◆ WORK ITEM: Your task is to retype all of the records below with complete accuracy.

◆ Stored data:
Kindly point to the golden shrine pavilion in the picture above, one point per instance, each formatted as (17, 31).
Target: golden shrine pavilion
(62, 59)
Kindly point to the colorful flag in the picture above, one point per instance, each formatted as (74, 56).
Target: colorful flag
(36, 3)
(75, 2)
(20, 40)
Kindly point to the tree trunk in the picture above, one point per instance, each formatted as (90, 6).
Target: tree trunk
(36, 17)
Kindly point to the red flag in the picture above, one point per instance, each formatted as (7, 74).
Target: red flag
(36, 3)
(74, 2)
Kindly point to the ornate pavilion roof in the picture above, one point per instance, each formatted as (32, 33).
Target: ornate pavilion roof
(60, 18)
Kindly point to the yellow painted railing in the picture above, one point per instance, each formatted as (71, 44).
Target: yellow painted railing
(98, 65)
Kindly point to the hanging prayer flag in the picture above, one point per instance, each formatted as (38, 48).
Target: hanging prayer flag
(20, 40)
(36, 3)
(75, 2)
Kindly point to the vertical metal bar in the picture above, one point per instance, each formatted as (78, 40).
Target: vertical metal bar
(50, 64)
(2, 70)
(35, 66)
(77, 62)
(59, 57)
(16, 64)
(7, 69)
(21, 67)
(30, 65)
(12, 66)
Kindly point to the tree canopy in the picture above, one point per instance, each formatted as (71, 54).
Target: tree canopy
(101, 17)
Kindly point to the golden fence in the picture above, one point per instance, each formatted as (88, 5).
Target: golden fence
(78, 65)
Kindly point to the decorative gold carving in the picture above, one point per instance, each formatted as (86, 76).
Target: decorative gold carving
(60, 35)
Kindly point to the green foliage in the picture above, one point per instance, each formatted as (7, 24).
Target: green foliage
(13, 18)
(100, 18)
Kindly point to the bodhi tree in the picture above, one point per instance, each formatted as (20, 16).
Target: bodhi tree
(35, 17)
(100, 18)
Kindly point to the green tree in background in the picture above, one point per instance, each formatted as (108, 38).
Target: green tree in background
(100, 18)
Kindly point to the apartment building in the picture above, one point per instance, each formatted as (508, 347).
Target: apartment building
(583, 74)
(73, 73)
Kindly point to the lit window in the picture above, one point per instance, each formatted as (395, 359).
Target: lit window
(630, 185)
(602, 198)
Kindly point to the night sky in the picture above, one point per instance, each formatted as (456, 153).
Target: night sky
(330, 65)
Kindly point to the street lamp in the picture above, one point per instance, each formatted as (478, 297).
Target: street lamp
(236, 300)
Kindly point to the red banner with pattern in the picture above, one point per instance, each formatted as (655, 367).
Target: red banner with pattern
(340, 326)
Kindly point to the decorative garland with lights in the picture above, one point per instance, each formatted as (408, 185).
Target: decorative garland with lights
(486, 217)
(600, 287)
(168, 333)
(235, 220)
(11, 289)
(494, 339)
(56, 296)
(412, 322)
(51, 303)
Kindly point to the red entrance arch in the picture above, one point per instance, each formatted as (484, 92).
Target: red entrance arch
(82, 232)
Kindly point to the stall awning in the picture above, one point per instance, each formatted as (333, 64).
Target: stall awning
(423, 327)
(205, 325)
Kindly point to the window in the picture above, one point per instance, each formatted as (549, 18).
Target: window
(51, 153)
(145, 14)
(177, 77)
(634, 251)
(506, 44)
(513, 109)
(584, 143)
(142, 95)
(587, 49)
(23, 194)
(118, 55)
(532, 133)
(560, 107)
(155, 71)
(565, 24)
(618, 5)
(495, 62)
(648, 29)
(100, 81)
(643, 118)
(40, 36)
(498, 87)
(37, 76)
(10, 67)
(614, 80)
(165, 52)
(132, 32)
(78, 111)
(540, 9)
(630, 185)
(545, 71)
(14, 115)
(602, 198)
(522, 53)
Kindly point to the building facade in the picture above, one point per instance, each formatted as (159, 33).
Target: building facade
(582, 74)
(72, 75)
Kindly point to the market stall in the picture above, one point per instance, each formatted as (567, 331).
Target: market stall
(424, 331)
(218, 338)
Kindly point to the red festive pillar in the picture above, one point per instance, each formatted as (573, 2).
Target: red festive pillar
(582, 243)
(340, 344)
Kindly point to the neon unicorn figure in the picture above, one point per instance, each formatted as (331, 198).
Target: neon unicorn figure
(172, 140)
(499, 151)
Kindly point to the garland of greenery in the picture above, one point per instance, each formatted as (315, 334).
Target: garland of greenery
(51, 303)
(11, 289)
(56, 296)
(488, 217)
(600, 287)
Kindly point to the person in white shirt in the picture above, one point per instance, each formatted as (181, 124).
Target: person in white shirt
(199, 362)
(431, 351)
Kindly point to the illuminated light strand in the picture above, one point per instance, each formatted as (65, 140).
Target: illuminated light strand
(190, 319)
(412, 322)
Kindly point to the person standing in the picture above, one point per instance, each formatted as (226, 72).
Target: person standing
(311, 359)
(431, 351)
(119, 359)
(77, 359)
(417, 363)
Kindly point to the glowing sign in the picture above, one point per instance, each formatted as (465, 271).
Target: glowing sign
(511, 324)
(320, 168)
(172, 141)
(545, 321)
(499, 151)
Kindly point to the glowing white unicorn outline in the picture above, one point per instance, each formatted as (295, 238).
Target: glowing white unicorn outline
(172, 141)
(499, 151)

◆ ANSWER:
Kindly point to the golden shrine pavilion in the picture above, one point per instance, each formatted as (17, 31).
Target: golden shrine pavilion
(62, 59)
Kindly point to the colorful flag in the picture above, one point per instance, each formatted as (74, 56).
Target: colorful flag
(36, 3)
(75, 2)
(20, 40)
Kindly point to the tree trunk in the picture above, one point per instance, each formatted as (90, 6).
Target: tree trunk
(36, 17)
Kindly point to the red flag in the picture above, one point per instance, each formatted as (7, 74).
Target: red flag
(36, 3)
(74, 2)
Kindly point to the ornate pavilion roof in the picture above, one point per instance, each formatted as (32, 33).
Target: ornate pavilion roof
(60, 18)
Kindly point to the yellow painted railing in the picture above, one point per instance, each formatted as (71, 44).
Target: yellow painted railing
(98, 65)
Kindly point to the hanging prayer flag in the picture above, one point per instance, each formatted as (38, 48).
Target: hanging prayer flag
(20, 40)
(36, 3)
(75, 2)
Kindly point to the vertical metal bar in the picture above, one point per instance, each formatted as (78, 40).
Target: vertical metal bar
(50, 64)
(2, 70)
(35, 66)
(77, 62)
(59, 57)
(16, 64)
(7, 69)
(21, 67)
(30, 65)
(12, 66)
Kindly point to the tree canopy in the picture above, one point per instance, each formatted as (71, 54).
Target: tree canopy
(101, 17)
Kindly point to the golden fence in the picture above, one point per instance, each formatted as (88, 5).
Target: golden fence
(78, 65)
Kindly point to the decorative gold carving in the picture above, one point per instance, each formatted as (86, 76).
Target: decorative gold carving
(60, 35)
Kindly point to the green foliage in the picture above, one point per instance, each formatted as (7, 24).
Target: green foliage
(13, 18)
(100, 18)
Kindly point to the bodhi tree in the picture above, one point per instance, each formatted as (20, 16).
Target: bodhi tree
(35, 17)
(100, 18)
Kindly point to the green tree in background in the picture above, one point per instance, each formatted as (108, 38).
Target: green tree in background
(100, 18)
Kindly point to the apartment building in the picture above, one point per instance, each formatted as (508, 347).
Target: apartment building
(583, 74)
(73, 73)
Kindly point to the lit window in the picture above, one point per instance, each formatted as (395, 359).
Target: lit window
(630, 185)
(602, 198)
Kindly point to the night sky in the picture above, one point per instance, each formatted as (456, 153).
Target: night sky
(330, 65)
Kindly point to the street lamp in the picture above, one point per instance, each formatted as (478, 297).
Target: street lamp
(236, 300)
Kindly point to the red banner with pattern in the picture above, one point per instance, each formatted as (655, 367).
Target: red banner with pattern
(340, 326)
Kindly point to the decorative garland with lights in the picture above, one point per instance, each formatted as (408, 185).
Target: decorative garland with lights
(486, 217)
(600, 287)
(168, 333)
(235, 220)
(11, 289)
(494, 339)
(56, 296)
(412, 322)
(51, 303)
Kindly point to the red entrance arch in the picture above, one point per instance, each formatted as (484, 92).
Target: red entrance arch
(82, 232)
Kindly point to the stall awning in the picture above, one point per instance, each formatted as (333, 64).
Target: stall awning
(423, 327)
(205, 325)
Kindly point to the window in the picture above, one point per instance, each formatted as (549, 18).
Target: window
(51, 153)
(145, 14)
(177, 77)
(634, 251)
(506, 44)
(513, 109)
(584, 143)
(142, 95)
(587, 49)
(23, 194)
(118, 55)
(532, 133)
(560, 107)
(155, 71)
(565, 24)
(618, 5)
(495, 62)
(648, 29)
(100, 81)
(643, 118)
(40, 36)
(498, 87)
(37, 76)
(10, 67)
(614, 80)
(165, 52)
(132, 32)
(78, 111)
(540, 9)
(630, 185)
(545, 71)
(14, 115)
(602, 198)
(522, 53)
Kindly point to the building facade in the picture above, one point per instance, each formatted as (159, 33).
Target: building facade
(582, 74)
(72, 75)
Kindly point to the market stall in the picture above, one point per instance, each formatted as (567, 331).
Target: market stall
(424, 331)
(218, 338)
Kindly point to the red festive pillar in the picture above, one point per instance, each formatted as (573, 2).
Target: red festive pillar
(582, 243)
(340, 344)
Kindly point to the neon unicorn figure in the picture above, one point per instance, each formatted as (331, 198).
Target: neon unicorn figure
(172, 140)
(499, 151)
Kindly point to the garland of greenery in the picture above, one point per instance, each formatted as (315, 334).
Target: garland of greenery
(51, 303)
(11, 289)
(56, 296)
(488, 217)
(600, 287)
Kindly point to the person in white shirt in the picture above, one point per instance, each formatted as (181, 124).
Target: person in white shirt
(199, 362)
(431, 351)
Kindly point to the illuminated light strand in the picture above, one point per instance, each formatted as (65, 140).
Target: illuminated light strand
(190, 319)
(412, 322)
Kindly point to the person standing in the picture above, one point per instance, each formatted as (226, 72).
Target: person standing
(311, 359)
(431, 351)
(119, 359)
(77, 359)
(417, 363)
Kindly point to the glowing sign in the picture above, one point per instance, each formatted as (465, 271).
Target: glowing sign
(511, 324)
(320, 168)
(172, 141)
(545, 321)
(499, 151)
Kindly point to the glowing white unicorn outline in the picture above, one point per instance, each formatted as (295, 238).
Target: glowing white unicorn outline
(172, 141)
(499, 151)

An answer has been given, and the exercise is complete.